** WHAT IS REQUIRED **
In the passage on FTA's proposed changes to its exemptions, transcribe the part that opens with the words containing "Third, FTA proposes" and closes with "proposed Subpart C.".

--- DOCUMENT SEGMENT ---

FTA proposes to restructure its regulatory scheme with regard to exemptions. First, FTA proposes to move its list of exemptions from 49 CFR 605.11 to 49 CFR 605.12.

Second, FTA proposes to delete from 49 CFR 605.3(b) its definition of “tripper service” and its provision regarding tripper service at 49 CFR 605.13. FTA proposes to add exemptions to the school bus operations prohibition for service that FTA historically has considered to be tripper service. This amendment is discussed in detail in Section (II)(B)(2)(d) below.

Third, FTA proposes to remove from its list of exemptions the exemption located at 49 CFR 605.11(b) which allows a grantee or applicant to provide school bus operations if the grantee or applicant demonstrates to the satisfaction of the Administrator, “That private school bus operators in the urban area are unable to provide adequate transportation, at a reasonable rate, and in conformance with applicable safety standards.” [44] FTA proposes to make this “exemption” a new “exception,” and FTA discusses this proposal in detail in Section (II)(B)(2)(b)(iii) below.

Fourth, FTA proposes to eliminate the procedural requirements that a grantee or applicant must follow at 49 CFR 605.16-605.19 to provide service pursuant to an exemption. FTA intends its proposed exemptions to serve as defenses for grantees in the context of a school bus operations complaint filed under proposed Subpart C.

--- GIVEN ENTRIES ---

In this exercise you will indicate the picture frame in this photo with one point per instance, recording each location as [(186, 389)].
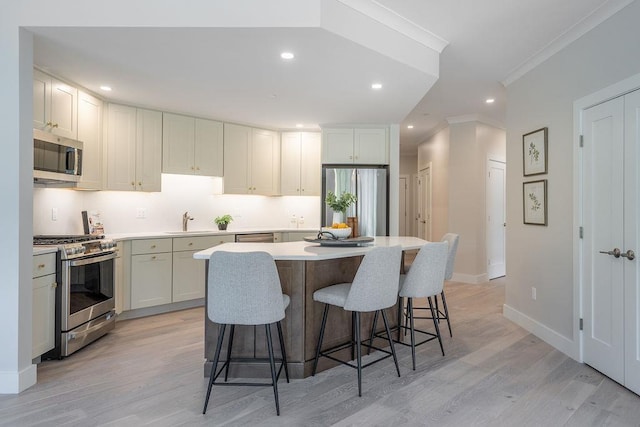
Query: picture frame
[(534, 196), (534, 152)]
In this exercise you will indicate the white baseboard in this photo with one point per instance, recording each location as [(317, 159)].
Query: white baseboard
[(470, 278), (548, 335), (15, 382)]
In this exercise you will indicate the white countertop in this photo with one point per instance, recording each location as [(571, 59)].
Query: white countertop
[(212, 232), (305, 251), (45, 249)]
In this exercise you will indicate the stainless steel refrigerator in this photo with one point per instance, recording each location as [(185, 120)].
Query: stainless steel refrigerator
[(371, 186)]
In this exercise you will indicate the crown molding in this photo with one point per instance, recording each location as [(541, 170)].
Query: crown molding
[(591, 21), (399, 23)]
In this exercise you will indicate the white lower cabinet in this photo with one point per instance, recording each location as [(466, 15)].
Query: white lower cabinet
[(44, 304), (151, 272), (189, 279)]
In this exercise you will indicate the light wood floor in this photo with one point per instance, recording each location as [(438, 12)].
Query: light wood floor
[(149, 372)]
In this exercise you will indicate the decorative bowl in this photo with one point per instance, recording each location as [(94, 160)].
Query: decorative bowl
[(339, 233)]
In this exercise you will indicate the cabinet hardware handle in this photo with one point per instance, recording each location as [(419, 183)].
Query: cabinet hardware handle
[(615, 252)]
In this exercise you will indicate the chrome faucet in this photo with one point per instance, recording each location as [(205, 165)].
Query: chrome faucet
[(185, 219)]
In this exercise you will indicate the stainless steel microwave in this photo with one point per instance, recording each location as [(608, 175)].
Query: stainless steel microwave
[(55, 158)]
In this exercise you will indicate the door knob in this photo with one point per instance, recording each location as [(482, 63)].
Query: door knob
[(615, 252), (630, 255)]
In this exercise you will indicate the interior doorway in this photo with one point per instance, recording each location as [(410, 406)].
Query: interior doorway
[(610, 210), (496, 218), (423, 190), (403, 208)]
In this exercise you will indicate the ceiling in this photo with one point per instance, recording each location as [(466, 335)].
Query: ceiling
[(236, 74)]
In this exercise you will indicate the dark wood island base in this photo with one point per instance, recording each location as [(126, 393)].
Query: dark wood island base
[(301, 325)]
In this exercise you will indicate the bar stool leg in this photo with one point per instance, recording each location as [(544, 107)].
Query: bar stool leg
[(214, 367), (446, 312), (373, 332), (229, 346), (358, 352), (413, 332), (393, 349), (283, 351), (272, 363), (324, 323), (435, 323)]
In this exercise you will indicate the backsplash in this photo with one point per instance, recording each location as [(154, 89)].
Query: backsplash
[(58, 211)]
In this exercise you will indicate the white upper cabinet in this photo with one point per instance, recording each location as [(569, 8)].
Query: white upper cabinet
[(362, 146), (133, 148), (90, 111), (251, 160), (191, 146), (301, 169), (55, 106)]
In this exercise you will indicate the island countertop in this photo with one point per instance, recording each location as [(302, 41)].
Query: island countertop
[(307, 251)]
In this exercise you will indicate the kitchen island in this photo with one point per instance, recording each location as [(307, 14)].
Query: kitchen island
[(303, 268)]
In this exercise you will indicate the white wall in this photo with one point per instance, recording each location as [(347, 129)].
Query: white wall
[(543, 256), (200, 196)]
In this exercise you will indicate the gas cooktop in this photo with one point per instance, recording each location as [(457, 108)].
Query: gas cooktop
[(52, 239)]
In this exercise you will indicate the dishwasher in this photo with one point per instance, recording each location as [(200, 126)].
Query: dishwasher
[(255, 238)]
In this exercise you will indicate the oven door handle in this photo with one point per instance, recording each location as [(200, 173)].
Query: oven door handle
[(91, 260)]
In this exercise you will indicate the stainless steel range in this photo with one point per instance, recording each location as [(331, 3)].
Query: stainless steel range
[(85, 305)]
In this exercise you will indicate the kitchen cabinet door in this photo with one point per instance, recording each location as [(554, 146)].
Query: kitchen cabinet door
[(134, 149), (188, 277), (237, 140), (301, 170), (121, 148), (310, 167), (90, 133), (264, 162), (43, 304), (55, 106), (178, 134), (337, 146), (148, 150), (371, 146), (208, 148), (151, 279)]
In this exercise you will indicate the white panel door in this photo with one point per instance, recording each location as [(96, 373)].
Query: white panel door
[(631, 239), (604, 231), (496, 219), (402, 211)]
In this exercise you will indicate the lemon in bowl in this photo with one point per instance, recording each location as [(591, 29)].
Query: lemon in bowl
[(338, 232)]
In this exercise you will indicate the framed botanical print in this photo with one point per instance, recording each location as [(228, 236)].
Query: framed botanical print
[(534, 195), (534, 152)]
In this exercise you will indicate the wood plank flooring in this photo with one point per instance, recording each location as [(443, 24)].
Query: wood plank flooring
[(149, 372)]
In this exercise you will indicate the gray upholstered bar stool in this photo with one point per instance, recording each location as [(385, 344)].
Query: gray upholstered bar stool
[(244, 289), (374, 288), (452, 239), (424, 280)]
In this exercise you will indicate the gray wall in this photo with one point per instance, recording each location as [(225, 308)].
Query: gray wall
[(543, 256)]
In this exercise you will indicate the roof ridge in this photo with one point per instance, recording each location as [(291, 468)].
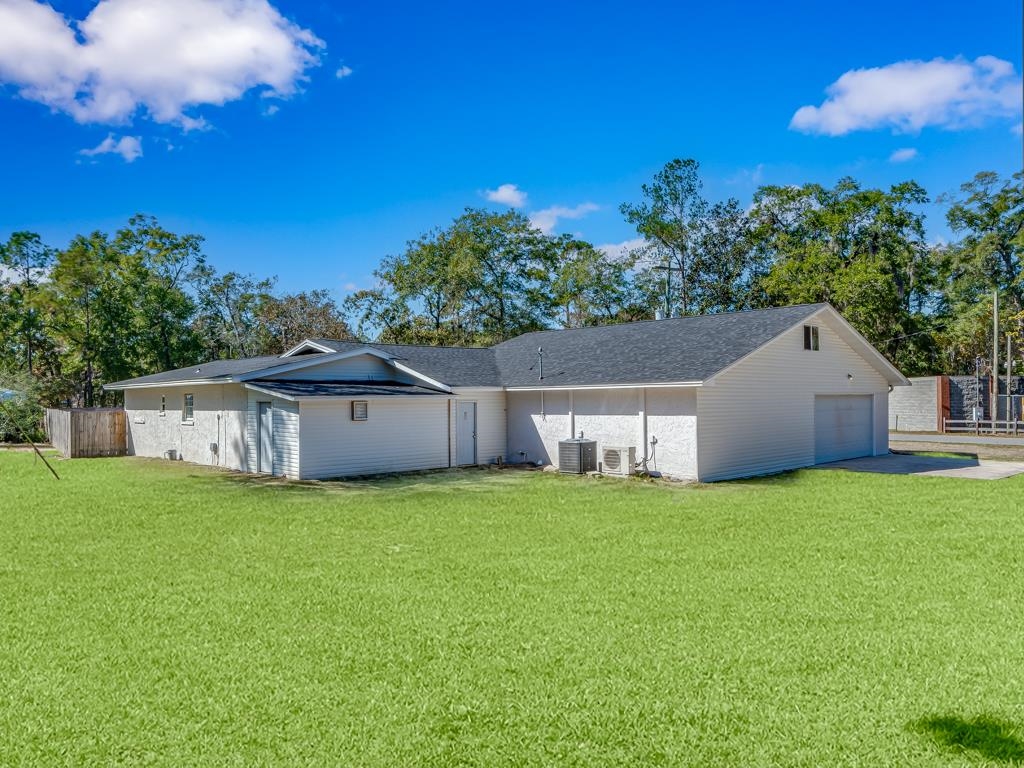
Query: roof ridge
[(664, 320)]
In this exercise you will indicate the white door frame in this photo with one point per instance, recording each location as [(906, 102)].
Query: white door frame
[(458, 452), (259, 437)]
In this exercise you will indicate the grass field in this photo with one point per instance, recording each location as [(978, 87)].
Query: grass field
[(168, 615)]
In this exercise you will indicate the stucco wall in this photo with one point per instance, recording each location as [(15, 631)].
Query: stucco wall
[(219, 418), (536, 423), (672, 420)]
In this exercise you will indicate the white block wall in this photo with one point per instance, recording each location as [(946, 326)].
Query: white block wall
[(219, 418), (759, 417), (914, 409)]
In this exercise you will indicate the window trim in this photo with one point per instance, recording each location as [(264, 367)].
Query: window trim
[(812, 339), (365, 408)]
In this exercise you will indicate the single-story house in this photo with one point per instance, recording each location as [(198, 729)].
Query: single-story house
[(704, 397)]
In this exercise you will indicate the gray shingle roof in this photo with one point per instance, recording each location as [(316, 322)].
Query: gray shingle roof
[(651, 351), (293, 388)]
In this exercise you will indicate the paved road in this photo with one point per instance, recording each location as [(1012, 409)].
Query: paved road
[(957, 438)]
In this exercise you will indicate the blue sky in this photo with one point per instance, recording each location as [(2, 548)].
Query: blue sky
[(574, 103)]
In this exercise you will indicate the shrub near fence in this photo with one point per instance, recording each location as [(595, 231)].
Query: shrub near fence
[(82, 433)]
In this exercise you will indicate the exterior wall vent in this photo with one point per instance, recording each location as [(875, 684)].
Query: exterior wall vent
[(617, 460), (360, 411)]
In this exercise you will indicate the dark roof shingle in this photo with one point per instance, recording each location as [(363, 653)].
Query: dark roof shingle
[(651, 351)]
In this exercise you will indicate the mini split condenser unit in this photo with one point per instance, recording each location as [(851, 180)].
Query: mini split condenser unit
[(616, 460), (578, 456)]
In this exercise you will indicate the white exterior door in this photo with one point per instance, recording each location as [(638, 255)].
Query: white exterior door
[(843, 427), (264, 438), (465, 436)]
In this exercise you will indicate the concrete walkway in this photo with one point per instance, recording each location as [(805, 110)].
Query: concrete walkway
[(934, 466), (961, 438)]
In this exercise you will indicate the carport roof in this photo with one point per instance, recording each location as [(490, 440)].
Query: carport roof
[(292, 389)]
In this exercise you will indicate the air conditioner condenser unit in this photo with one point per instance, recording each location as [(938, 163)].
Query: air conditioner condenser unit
[(619, 460)]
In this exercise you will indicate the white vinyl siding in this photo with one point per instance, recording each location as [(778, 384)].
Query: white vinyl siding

---

** OUTPUT FOR THIS TASK **
Third, FTA proposes to remove from its list of exemptions the exemption located at 49 CFR 605.11(b) which allows a grantee or applicant to provide school bus operations if the grantee or applicant demonstrates to the satisfaction of the Administrator, “That private school bus operators in the urban area are unable to provide adequate transportation, at a reasonable rate, and in conformance with applicable safety standards.” [44] FTA proposes to make this “exemption” a new “exception,” and FTA discusses this proposal in detail in Section (II)(B)(2)(b)(iii) below.

Fourth, FTA proposes to eliminate the procedural requirements that a grantee or applicant must follow at 49 CFR 605.16-605.19 to provide service pursuant to an exemption. FTA intends its proposed exemptions to serve as defenses for grantees in the context of a school bus operations complaint filed under proposed Subpart C.